Some records
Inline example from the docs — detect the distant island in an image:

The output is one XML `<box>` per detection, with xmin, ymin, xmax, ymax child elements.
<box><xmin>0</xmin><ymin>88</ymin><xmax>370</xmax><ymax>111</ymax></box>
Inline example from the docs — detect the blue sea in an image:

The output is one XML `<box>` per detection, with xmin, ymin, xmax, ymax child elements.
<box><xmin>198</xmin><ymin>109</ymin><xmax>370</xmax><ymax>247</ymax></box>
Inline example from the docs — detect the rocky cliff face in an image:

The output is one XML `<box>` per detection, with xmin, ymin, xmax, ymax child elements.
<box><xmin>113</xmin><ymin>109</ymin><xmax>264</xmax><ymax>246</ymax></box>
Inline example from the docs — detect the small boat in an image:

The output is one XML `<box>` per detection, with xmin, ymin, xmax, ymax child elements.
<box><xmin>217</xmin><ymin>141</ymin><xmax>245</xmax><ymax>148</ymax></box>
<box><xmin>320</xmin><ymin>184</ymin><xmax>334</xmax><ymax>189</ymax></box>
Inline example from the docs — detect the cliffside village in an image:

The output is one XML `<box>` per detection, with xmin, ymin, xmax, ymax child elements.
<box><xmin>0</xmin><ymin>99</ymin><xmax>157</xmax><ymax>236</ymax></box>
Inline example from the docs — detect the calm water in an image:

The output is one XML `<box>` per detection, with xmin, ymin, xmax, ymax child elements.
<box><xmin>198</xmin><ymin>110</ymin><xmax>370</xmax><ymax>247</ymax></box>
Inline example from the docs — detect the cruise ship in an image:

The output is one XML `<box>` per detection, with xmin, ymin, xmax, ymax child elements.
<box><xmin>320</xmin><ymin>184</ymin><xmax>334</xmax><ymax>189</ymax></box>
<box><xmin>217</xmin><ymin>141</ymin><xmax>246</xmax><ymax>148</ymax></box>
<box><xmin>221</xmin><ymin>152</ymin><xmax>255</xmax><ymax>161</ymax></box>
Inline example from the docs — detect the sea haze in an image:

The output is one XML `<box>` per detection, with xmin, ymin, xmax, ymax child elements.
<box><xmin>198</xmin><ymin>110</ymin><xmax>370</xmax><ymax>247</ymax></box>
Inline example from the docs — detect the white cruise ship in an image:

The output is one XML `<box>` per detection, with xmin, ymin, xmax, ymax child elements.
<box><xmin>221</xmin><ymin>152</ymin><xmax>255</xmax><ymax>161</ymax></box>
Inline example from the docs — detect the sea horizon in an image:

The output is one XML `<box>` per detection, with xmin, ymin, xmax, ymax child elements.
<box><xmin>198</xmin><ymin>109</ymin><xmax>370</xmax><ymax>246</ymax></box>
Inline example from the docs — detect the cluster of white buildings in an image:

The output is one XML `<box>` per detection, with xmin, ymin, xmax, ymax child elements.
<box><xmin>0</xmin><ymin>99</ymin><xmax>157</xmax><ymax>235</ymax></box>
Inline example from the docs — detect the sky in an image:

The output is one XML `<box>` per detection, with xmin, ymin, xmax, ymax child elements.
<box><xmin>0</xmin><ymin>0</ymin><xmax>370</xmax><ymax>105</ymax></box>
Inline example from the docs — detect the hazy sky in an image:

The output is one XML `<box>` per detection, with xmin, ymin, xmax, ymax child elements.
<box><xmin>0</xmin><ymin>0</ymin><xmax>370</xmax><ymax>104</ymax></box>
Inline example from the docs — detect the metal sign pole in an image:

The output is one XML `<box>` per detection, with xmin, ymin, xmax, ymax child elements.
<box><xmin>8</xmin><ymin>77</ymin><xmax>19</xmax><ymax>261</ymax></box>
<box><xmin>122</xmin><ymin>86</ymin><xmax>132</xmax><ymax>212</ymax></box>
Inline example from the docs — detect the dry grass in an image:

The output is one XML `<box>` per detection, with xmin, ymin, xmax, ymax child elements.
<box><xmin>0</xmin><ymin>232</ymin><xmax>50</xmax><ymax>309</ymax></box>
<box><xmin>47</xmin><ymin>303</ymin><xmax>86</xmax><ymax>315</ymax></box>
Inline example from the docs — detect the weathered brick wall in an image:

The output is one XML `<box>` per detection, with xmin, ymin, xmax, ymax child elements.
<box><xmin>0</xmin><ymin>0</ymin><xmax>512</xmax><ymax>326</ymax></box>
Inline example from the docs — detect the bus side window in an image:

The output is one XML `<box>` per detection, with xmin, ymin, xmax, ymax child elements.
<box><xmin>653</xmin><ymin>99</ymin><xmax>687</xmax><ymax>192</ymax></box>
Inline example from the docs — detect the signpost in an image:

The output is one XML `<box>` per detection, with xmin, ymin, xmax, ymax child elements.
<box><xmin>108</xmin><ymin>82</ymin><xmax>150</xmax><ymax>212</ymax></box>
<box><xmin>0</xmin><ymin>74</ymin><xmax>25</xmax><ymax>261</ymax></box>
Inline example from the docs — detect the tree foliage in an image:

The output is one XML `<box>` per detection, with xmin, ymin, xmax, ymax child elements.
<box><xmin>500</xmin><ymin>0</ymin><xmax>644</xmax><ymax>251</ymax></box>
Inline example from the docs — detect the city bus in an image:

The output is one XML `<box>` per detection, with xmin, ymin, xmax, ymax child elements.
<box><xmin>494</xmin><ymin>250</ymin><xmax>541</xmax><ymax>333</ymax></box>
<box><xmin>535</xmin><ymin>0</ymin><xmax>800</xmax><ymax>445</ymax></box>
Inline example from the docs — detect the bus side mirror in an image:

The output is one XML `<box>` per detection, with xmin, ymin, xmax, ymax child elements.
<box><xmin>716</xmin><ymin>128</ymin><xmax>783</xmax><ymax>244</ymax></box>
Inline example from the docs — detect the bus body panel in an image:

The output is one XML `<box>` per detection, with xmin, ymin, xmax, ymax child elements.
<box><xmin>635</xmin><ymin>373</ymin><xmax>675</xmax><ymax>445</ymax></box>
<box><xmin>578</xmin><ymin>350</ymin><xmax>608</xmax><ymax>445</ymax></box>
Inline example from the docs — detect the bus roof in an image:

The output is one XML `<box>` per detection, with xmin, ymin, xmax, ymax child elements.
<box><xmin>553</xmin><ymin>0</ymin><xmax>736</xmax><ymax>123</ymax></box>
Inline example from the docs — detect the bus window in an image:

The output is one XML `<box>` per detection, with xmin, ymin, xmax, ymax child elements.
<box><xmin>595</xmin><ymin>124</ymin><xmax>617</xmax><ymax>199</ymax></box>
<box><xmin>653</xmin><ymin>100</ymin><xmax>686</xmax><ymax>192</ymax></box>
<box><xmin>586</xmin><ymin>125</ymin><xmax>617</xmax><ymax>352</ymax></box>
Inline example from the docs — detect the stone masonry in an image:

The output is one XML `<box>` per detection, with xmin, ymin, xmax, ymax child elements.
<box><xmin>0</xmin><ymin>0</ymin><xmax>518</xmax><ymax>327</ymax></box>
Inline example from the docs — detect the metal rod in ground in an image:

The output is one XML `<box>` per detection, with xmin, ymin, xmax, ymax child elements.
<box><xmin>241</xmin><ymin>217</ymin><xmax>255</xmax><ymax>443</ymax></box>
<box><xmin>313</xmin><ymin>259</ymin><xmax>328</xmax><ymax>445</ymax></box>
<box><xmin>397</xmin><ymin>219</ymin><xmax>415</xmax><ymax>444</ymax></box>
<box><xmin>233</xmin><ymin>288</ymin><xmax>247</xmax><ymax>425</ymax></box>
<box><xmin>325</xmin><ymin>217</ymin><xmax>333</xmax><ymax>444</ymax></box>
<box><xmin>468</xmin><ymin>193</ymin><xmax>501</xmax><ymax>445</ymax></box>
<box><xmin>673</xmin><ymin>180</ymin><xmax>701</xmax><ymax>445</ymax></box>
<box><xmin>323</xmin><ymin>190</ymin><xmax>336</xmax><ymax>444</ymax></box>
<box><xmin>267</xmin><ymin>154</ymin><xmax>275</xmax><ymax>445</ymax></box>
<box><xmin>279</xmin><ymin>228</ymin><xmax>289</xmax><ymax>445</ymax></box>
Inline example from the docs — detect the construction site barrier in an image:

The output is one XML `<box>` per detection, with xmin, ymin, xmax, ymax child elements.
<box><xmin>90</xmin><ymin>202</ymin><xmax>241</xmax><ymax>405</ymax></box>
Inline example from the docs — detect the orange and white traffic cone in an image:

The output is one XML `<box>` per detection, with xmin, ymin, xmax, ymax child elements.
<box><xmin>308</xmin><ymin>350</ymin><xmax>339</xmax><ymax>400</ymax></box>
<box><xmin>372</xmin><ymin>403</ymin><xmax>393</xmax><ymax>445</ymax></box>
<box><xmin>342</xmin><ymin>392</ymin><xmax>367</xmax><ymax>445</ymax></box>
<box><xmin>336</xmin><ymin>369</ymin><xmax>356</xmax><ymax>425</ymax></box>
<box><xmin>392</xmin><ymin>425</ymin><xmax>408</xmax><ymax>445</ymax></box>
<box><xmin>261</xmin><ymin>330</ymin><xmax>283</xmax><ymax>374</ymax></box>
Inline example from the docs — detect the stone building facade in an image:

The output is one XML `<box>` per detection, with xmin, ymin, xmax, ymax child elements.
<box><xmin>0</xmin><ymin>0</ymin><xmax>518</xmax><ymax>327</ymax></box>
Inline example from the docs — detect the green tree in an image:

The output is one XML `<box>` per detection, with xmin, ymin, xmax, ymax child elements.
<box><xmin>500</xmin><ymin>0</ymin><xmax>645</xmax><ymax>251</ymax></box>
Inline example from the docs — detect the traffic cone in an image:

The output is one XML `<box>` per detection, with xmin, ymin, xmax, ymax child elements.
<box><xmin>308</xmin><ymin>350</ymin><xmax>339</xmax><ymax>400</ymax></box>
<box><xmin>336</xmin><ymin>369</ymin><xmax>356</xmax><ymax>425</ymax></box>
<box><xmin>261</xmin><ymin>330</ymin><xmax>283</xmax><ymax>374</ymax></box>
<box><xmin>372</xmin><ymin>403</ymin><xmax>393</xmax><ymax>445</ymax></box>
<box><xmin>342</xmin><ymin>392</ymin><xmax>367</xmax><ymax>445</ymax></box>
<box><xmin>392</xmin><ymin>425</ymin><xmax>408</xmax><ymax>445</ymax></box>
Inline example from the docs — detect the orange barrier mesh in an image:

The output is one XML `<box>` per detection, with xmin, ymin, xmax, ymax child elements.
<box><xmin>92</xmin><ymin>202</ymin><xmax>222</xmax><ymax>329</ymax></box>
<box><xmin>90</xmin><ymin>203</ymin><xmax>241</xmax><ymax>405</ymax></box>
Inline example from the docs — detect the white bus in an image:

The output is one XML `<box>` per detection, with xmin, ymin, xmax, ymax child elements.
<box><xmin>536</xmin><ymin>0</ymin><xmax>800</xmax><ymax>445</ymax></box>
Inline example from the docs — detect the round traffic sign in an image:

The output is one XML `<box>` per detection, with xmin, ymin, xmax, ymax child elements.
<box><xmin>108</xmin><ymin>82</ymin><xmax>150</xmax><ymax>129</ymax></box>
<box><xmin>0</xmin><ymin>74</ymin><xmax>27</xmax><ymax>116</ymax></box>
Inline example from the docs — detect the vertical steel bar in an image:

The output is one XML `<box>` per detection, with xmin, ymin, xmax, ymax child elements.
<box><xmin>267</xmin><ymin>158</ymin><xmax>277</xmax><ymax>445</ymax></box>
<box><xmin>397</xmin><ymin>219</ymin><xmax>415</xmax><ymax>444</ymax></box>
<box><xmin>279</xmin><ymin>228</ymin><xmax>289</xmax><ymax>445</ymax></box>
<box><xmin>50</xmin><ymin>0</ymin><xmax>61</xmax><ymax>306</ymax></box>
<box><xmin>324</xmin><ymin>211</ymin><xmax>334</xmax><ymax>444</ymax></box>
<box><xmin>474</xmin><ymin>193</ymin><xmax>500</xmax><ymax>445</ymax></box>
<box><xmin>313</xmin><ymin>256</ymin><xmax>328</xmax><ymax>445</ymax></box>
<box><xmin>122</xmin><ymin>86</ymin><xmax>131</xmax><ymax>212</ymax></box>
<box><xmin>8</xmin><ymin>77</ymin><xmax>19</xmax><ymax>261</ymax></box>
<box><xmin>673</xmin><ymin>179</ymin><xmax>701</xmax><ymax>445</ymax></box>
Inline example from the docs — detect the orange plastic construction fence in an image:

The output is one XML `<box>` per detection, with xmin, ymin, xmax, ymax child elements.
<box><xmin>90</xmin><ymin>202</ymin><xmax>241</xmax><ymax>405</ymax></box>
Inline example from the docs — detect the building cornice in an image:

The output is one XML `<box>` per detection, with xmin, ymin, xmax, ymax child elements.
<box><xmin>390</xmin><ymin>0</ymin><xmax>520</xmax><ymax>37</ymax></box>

§ **Written instruction**
Copy word for word the stretch from the line containing "Inline example from the docs — detect the orange plastic" through the end of the records, both ends included.

§ **Task response**
Inline example from the docs — detect the orange plastic construction fence in an image:

The output is one XML `<box>` per detection, with xmin, ymin, xmax, ymax child elements.
<box><xmin>90</xmin><ymin>202</ymin><xmax>241</xmax><ymax>405</ymax></box>
Inline example from the docs — detect the building cornice in an image:

The output is one XML `<box>` per detection, with xmin, ymin, xmax, ymax child elements.
<box><xmin>390</xmin><ymin>0</ymin><xmax>520</xmax><ymax>37</ymax></box>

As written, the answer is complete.